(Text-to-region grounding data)
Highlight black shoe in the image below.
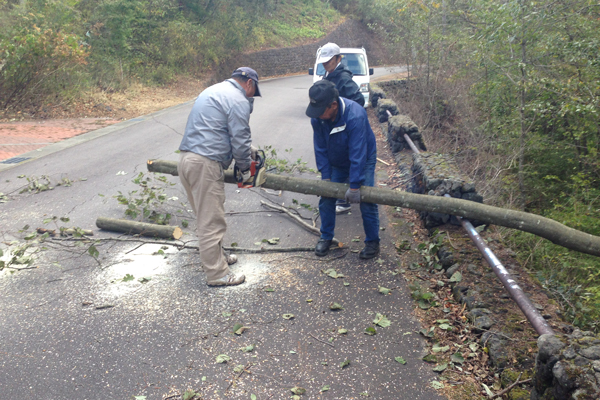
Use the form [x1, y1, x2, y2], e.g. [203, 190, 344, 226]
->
[359, 242, 380, 259]
[315, 239, 333, 257]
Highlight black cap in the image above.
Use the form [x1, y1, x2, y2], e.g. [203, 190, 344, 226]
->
[306, 80, 338, 118]
[231, 67, 261, 97]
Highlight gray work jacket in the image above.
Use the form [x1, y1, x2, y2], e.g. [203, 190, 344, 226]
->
[179, 78, 253, 171]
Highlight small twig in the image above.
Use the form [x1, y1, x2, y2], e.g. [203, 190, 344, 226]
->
[249, 315, 278, 325]
[28, 294, 67, 309]
[260, 200, 340, 246]
[442, 230, 458, 249]
[225, 210, 278, 216]
[268, 250, 347, 263]
[54, 236, 316, 254]
[377, 157, 391, 166]
[245, 371, 294, 387]
[260, 188, 282, 196]
[309, 332, 335, 348]
[125, 243, 146, 254]
[162, 393, 181, 400]
[223, 246, 315, 253]
[53, 236, 193, 249]
[225, 362, 252, 393]
[489, 373, 531, 399]
[4, 265, 37, 270]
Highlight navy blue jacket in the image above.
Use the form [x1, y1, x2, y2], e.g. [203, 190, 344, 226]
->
[324, 64, 365, 107]
[311, 97, 377, 189]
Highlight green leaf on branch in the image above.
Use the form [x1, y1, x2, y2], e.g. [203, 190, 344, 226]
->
[88, 245, 99, 259]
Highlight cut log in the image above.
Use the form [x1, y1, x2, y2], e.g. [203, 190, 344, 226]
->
[147, 159, 600, 257]
[96, 217, 183, 240]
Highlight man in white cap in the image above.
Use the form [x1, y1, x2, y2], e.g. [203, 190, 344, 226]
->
[317, 42, 365, 214]
[178, 67, 261, 286]
[318, 42, 365, 107]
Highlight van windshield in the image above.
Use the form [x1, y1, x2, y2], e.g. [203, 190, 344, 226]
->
[316, 53, 367, 76]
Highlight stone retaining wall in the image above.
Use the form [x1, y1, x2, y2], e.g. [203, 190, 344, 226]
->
[533, 331, 600, 399]
[374, 85, 482, 229]
[214, 19, 390, 82]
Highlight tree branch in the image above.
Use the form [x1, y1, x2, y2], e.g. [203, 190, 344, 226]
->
[148, 159, 600, 257]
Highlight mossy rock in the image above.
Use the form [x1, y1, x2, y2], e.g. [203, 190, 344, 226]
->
[508, 387, 530, 400]
[501, 368, 532, 388]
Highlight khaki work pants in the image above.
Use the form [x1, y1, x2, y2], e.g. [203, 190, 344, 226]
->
[178, 151, 230, 281]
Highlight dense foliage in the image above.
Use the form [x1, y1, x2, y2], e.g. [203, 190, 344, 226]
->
[0, 0, 338, 108]
[337, 0, 600, 331]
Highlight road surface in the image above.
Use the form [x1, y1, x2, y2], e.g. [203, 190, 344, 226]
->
[0, 66, 445, 400]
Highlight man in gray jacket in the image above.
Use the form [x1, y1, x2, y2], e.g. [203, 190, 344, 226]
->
[178, 67, 261, 286]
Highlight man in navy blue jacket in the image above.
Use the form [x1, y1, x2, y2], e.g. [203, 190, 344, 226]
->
[317, 42, 365, 215]
[306, 80, 380, 259]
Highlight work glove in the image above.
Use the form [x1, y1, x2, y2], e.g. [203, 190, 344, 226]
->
[236, 168, 253, 185]
[250, 145, 258, 161]
[345, 188, 361, 204]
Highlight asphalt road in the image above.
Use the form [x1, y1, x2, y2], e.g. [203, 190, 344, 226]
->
[0, 67, 445, 399]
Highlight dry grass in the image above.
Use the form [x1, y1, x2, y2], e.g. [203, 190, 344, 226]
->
[0, 75, 212, 122]
[383, 71, 520, 208]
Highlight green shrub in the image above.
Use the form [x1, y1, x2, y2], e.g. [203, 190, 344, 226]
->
[0, 12, 88, 109]
[507, 188, 600, 332]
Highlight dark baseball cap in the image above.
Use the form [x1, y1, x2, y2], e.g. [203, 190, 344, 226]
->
[306, 80, 338, 118]
[232, 67, 261, 97]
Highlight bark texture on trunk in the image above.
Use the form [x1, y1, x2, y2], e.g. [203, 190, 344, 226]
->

What to work on> Pictures excluded, repeat the records exactly from their opening line through the line containing "Highlight gray work".

Result for this task>
Highlight black shoe in the image below.
Use the form [x1, y1, x2, y2], e.g. [203, 190, 344, 226]
->
[359, 242, 380, 259]
[315, 239, 333, 257]
Highlight black cap in the image above.
Use the form [x1, y1, x2, y2], e.g. [203, 190, 344, 226]
->
[306, 80, 338, 118]
[231, 67, 261, 97]
Highlight gray work jacket in the image above.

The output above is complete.